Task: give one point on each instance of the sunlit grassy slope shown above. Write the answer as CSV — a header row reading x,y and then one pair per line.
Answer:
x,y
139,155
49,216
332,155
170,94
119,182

__What you are asked to do__: Retype the material above in full, exactly.

__Result of this exercise__:
Task: give one point on each instance of the sunlit grassy slope shown above. Write the answer as CSV — a header row reading x,y and then one pair per line.
Answer:
x,y
139,155
49,216
332,155
170,94
119,182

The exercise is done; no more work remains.